* _What you need to do_: Can you edit the stretch of data from the line containing "Task: locate the left" through the line containing "[(135, 322)]" so that "find" replaces "locate" everywhere in it, leaving everything else unchanged, and return only those lines?

* Start Data lines *

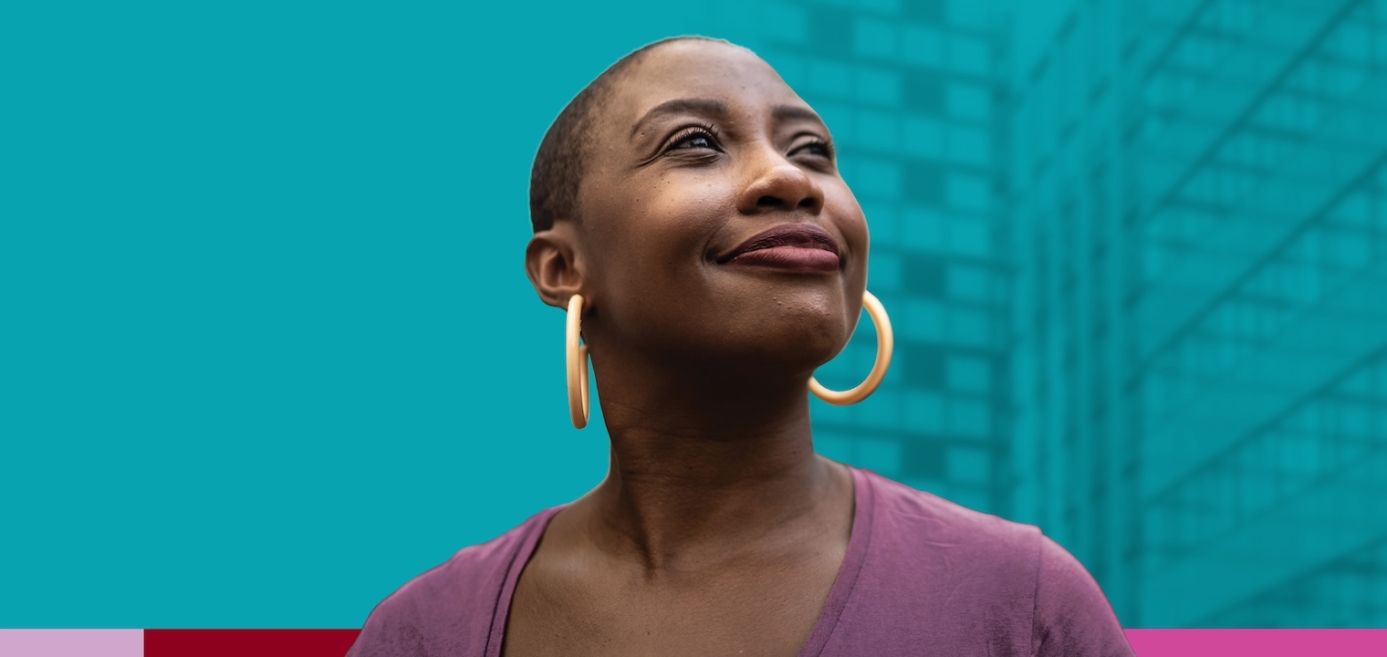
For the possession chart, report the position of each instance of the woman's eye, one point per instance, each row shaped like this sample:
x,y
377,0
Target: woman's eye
x,y
814,149
696,140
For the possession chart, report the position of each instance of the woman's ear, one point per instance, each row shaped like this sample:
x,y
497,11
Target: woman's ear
x,y
552,264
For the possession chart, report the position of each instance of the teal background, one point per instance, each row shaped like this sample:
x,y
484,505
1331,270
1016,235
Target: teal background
x,y
266,348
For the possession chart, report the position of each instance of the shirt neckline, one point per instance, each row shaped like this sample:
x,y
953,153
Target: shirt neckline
x,y
838,595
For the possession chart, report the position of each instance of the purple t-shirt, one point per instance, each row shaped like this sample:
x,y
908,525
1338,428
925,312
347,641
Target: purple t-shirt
x,y
921,575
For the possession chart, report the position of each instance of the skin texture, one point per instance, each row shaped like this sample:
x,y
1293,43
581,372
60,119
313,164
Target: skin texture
x,y
717,530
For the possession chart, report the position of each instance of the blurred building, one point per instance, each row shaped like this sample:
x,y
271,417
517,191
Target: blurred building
x,y
1197,221
910,92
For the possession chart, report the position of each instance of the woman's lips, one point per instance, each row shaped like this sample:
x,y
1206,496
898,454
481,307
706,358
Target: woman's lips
x,y
792,258
794,247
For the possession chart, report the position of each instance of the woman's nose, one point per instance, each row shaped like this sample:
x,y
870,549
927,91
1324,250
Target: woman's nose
x,y
777,183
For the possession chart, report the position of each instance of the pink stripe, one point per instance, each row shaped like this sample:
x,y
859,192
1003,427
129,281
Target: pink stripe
x,y
72,642
1260,642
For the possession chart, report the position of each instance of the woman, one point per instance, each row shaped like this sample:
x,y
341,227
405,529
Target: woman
x,y
690,215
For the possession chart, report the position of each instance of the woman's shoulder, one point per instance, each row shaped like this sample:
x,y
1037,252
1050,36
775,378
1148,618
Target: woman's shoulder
x,y
450,609
939,559
920,516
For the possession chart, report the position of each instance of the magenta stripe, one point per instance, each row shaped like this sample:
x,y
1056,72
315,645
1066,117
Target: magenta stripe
x,y
1260,642
72,642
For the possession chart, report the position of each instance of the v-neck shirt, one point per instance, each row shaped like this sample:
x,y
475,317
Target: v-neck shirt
x,y
921,575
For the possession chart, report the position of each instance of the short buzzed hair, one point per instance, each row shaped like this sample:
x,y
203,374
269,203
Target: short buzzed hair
x,y
559,165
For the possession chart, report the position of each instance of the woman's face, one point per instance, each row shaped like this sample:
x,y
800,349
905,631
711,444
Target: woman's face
x,y
714,223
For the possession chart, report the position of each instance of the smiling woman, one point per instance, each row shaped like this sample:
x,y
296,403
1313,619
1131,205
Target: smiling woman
x,y
690,215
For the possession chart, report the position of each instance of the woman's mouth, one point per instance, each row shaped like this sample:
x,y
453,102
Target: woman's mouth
x,y
794,247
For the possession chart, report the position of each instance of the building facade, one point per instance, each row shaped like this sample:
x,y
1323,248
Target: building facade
x,y
1200,311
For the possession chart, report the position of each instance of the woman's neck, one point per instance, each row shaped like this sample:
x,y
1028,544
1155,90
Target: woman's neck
x,y
705,467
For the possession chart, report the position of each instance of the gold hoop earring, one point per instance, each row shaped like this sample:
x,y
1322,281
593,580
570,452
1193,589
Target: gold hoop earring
x,y
885,344
577,363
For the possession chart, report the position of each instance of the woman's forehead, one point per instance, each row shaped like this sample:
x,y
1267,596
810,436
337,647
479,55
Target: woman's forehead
x,y
696,69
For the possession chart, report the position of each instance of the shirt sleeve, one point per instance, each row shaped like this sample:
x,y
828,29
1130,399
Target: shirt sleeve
x,y
390,631
1072,617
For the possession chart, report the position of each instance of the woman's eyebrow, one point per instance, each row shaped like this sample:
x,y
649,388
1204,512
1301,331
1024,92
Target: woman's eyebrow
x,y
796,112
683,106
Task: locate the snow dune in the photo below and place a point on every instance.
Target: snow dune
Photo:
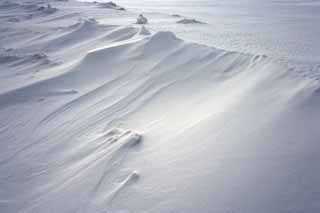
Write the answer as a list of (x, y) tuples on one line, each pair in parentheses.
[(134, 121)]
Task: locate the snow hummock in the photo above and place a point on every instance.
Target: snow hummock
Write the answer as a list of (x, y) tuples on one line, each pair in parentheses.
[(110, 5), (133, 120), (189, 21), (142, 20)]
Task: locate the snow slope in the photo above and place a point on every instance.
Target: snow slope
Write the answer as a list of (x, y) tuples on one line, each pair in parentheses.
[(114, 118)]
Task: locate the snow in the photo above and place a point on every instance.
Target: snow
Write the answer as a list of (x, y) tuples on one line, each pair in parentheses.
[(98, 114), (142, 20), (189, 21)]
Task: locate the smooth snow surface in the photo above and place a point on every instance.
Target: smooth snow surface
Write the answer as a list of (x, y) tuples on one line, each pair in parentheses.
[(101, 115)]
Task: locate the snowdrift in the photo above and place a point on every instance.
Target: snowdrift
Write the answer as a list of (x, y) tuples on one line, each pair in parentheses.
[(139, 122)]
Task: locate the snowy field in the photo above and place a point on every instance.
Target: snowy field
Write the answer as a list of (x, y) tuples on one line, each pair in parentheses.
[(100, 114)]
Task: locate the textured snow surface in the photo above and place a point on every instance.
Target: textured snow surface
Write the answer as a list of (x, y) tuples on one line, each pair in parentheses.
[(101, 116)]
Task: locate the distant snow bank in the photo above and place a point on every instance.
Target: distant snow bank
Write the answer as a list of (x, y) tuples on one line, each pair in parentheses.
[(189, 21), (135, 121), (109, 5)]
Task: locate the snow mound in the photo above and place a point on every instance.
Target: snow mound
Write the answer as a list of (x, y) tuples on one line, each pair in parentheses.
[(140, 122), (110, 5), (189, 21), (144, 31), (142, 20), (15, 57)]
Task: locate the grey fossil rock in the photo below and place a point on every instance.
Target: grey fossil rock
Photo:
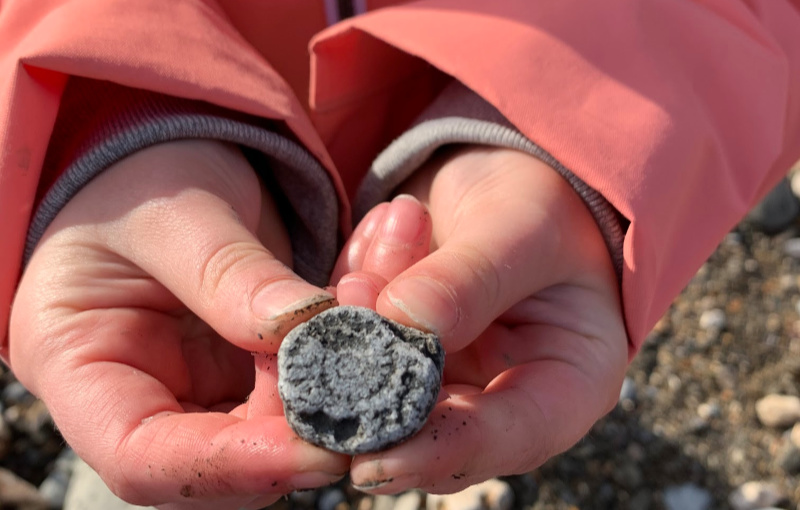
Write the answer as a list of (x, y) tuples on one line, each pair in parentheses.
[(353, 381)]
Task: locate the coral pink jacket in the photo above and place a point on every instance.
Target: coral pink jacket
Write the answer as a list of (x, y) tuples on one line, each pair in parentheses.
[(682, 113)]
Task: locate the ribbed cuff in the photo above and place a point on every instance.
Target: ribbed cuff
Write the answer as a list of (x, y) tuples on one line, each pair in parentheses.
[(101, 123), (459, 116)]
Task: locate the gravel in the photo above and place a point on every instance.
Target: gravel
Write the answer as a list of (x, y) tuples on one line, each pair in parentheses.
[(687, 416)]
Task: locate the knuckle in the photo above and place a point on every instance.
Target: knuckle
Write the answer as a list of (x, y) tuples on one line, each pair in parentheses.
[(483, 275), (223, 264)]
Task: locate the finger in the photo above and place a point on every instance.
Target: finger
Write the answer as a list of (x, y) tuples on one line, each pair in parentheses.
[(188, 219), (149, 451), (264, 399), (360, 288), (403, 238), (355, 249), (490, 257), (524, 416)]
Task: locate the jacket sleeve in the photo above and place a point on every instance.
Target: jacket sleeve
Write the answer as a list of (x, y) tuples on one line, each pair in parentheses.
[(186, 49), (682, 114)]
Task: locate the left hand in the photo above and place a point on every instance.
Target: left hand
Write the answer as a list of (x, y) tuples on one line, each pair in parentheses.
[(519, 286)]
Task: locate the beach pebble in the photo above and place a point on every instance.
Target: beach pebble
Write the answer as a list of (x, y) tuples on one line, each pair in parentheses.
[(686, 497), (754, 495), (354, 382), (17, 493), (411, 500), (492, 494), (778, 410), (713, 319), (794, 436)]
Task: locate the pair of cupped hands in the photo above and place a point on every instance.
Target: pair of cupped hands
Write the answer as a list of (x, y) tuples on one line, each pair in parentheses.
[(145, 305)]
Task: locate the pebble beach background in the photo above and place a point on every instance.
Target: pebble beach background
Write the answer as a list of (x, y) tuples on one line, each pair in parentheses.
[(708, 418)]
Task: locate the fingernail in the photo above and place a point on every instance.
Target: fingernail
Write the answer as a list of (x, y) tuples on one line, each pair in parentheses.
[(286, 299), (427, 302), (395, 484), (402, 223), (312, 480)]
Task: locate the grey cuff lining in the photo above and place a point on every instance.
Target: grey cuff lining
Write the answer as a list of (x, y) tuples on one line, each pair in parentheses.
[(303, 180), (406, 154)]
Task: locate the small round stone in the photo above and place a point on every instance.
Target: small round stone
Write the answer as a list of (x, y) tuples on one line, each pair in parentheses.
[(353, 381)]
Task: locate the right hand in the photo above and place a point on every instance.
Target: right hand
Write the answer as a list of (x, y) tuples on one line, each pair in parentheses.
[(136, 321)]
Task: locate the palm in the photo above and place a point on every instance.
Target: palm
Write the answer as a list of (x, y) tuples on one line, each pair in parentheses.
[(135, 322)]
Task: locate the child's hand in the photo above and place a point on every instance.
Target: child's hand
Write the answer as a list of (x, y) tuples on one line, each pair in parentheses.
[(135, 322), (521, 289)]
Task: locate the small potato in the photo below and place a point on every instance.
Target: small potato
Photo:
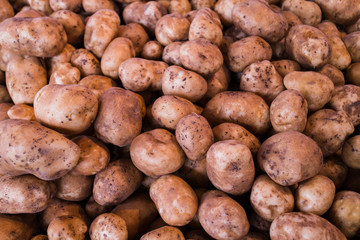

* End Data lines *

* _Exercise output_:
Task: find the left hand in the photo above and place a point on every instance.
Target: left hand
Write the answer as a list of (x, y) tuples on one line, each pair in parentheses.
[(519, 286)]
Task: find the beach pebble in the photo above and place a point on every instance.
Target: beach pebble
Write the answer as a list of (x, y) tuples on one line, each pair in parentheses.
[(686, 497), (754, 495), (354, 382), (17, 493), (411, 500), (492, 494), (778, 410), (713, 319), (794, 436)]
Task: find the pair of cupped hands in the photo above and place a point on every instance.
Target: pair of cupped hands
Write the answer as a list of (x, y) tuples on one line, each pair in parentheses.
[(145, 305)]
Task: find the pebble beach background in the photo above and place a point on every instance.
Target: pebble beach background
Write the answer as a list of (x, y) tuples on one line, each pair in parentheses.
[(708, 418)]
Task: find the fingernail in the photo above and place a point on every instance.
Target: fingernail
Write the answer as a list of (x, y) tuples on one line, each pair in parentheses.
[(286, 299), (427, 302), (395, 484), (402, 223), (312, 480)]
Task: find the grey cuff lining in the photo above and place a point on every instance.
Target: grey cuff lining
Write the answer as a list of (x, y) tuples on one line, each pair in parentheses.
[(303, 180), (406, 154)]
Task: find the small round stone in the photo above and place a point on every instance.
Target: small round stone
Write the answer as a list of (x, y) tuples on one line, each pair in parentheses.
[(353, 381)]
Task: find the right hand in the photo above and place a point on every instance.
Target: right hand
Write the answer as a list of (x, y) tuples on one line, each pair in parentheses.
[(136, 321)]
Task: find the palm in the photo above and place a point on every instance.
Target: palm
Write the answer as a list of (x, y) tuples on one line, each pair in parentheses.
[(135, 322)]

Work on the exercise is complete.